> TASK BRIEF:
Please report each line in the material below that includes "noun".

> PROVIDED DATA:
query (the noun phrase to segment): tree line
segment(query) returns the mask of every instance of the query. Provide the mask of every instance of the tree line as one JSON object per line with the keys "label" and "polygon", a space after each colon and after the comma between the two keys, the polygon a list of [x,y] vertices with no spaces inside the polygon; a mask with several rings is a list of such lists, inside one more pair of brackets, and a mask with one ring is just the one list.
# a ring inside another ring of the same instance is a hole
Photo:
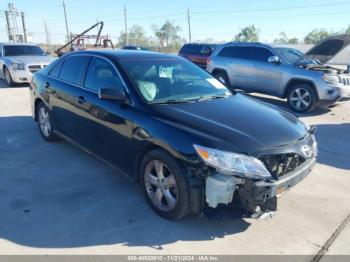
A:
{"label": "tree line", "polygon": [[[127,43],[129,45],[140,45],[161,52],[178,52],[180,47],[186,42],[186,39],[180,36],[182,28],[173,21],[167,20],[162,26],[151,26],[153,35],[147,36],[145,29],[140,25],[133,25],[129,28],[128,34],[124,31],[120,32],[118,37],[118,47],[122,47]],[[233,37],[233,41],[240,42],[257,42],[259,41],[260,29],[255,25],[249,25],[240,28],[237,35]],[[321,40],[337,34],[350,34],[350,26],[341,31],[328,31],[325,29],[314,29],[309,32],[303,39],[296,37],[288,37],[286,32],[281,32],[279,37],[273,42],[276,44],[316,44]],[[213,38],[205,39],[203,42],[217,43]]]}

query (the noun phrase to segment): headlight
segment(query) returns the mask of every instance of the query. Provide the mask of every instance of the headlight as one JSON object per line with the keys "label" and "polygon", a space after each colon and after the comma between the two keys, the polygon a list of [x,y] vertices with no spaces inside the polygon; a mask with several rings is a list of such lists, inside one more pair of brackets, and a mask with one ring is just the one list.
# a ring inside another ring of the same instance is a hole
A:
{"label": "headlight", "polygon": [[237,175],[246,178],[271,178],[264,164],[257,158],[220,151],[194,145],[197,154],[211,167],[225,175]]}
{"label": "headlight", "polygon": [[336,75],[323,75],[323,80],[329,83],[339,83],[339,77]]}
{"label": "headlight", "polygon": [[25,70],[24,64],[12,63],[13,70]]}

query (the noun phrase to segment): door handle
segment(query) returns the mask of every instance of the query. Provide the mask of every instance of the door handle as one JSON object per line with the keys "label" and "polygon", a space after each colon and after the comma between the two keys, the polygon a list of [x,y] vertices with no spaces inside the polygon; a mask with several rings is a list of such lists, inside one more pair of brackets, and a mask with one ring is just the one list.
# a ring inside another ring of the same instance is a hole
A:
{"label": "door handle", "polygon": [[46,82],[45,83],[45,88],[48,89],[50,87],[50,83],[49,82]]}
{"label": "door handle", "polygon": [[75,100],[78,102],[78,104],[84,104],[85,98],[83,96],[76,96]]}

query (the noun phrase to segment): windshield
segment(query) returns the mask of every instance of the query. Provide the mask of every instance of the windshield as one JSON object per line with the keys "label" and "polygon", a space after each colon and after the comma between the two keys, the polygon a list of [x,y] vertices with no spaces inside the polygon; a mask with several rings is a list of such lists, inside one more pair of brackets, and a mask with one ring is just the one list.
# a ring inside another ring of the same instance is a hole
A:
{"label": "windshield", "polygon": [[152,59],[121,63],[150,104],[186,103],[231,95],[221,82],[187,61]]}
{"label": "windshield", "polygon": [[4,56],[45,56],[46,53],[38,46],[4,46]]}
{"label": "windshield", "polygon": [[279,56],[284,58],[284,60],[286,60],[290,64],[295,64],[299,60],[304,58],[304,54],[297,49],[276,47],[275,50]]}

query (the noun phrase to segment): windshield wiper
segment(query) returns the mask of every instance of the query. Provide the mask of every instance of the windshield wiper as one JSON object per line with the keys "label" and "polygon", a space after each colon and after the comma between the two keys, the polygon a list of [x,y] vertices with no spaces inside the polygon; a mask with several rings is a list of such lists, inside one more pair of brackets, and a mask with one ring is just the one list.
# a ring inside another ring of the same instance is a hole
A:
{"label": "windshield wiper", "polygon": [[221,98],[226,98],[229,95],[213,95],[213,96],[202,96],[200,98],[197,98],[196,101],[205,101],[205,100],[214,100],[214,99],[221,99]]}
{"label": "windshield wiper", "polygon": [[162,102],[155,102],[153,104],[162,105],[162,104],[184,104],[191,103],[193,100],[178,100],[178,99],[168,99]]}

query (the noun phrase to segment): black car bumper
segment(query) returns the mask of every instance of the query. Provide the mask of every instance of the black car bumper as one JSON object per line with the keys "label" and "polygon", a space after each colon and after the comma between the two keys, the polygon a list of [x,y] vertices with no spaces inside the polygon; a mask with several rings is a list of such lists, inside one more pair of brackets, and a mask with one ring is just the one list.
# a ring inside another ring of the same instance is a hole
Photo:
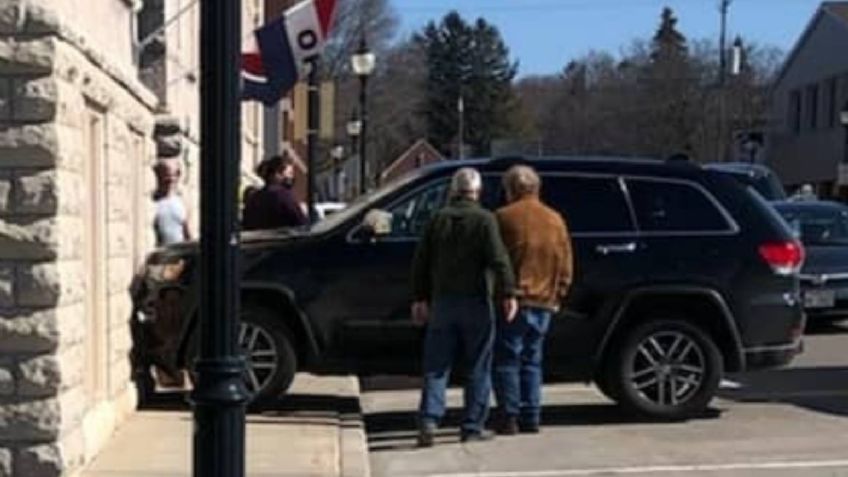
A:
{"label": "black car bumper", "polygon": [[758,346],[747,348],[745,351],[745,368],[748,371],[757,369],[776,368],[792,362],[795,356],[804,351],[801,339],[793,343],[773,346]]}
{"label": "black car bumper", "polygon": [[801,282],[801,298],[808,322],[848,318],[848,281]]}

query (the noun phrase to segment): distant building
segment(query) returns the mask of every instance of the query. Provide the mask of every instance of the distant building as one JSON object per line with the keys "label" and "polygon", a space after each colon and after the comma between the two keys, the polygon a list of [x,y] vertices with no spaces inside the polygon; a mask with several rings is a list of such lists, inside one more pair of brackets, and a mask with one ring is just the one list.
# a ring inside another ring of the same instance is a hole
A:
{"label": "distant building", "polygon": [[419,139],[409,149],[389,164],[380,174],[380,182],[386,183],[419,167],[444,161],[445,158],[426,139]]}
{"label": "distant building", "polygon": [[766,157],[790,187],[809,183],[822,195],[844,195],[846,51],[848,2],[822,3],[775,81]]}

> SOLUTION TO THIS TASK:
query (the noun phrase to segment): tree line
query (the noun phrase to segment): headlight
query (the noun phrase to segment): door handle
query (the noun phrase to segment): windshield
query (the noun phrase to segment): windshield wiper
query (the noun phrase to segment): black car bumper
query (the noun phrase to segment): distant building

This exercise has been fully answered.